→ Problem statement
All of the entries need to be printed again exactly; pictures are the only thing to omit.

→ Information
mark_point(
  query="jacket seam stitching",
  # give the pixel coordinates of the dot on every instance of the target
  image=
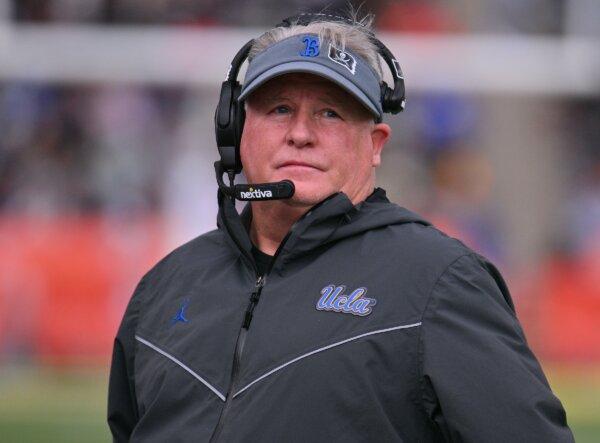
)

→ Solution for this task
mark_point(
  query="jacket seam stitching",
  # give the pixel coordinates of the dot on every instance of the target
  image=
)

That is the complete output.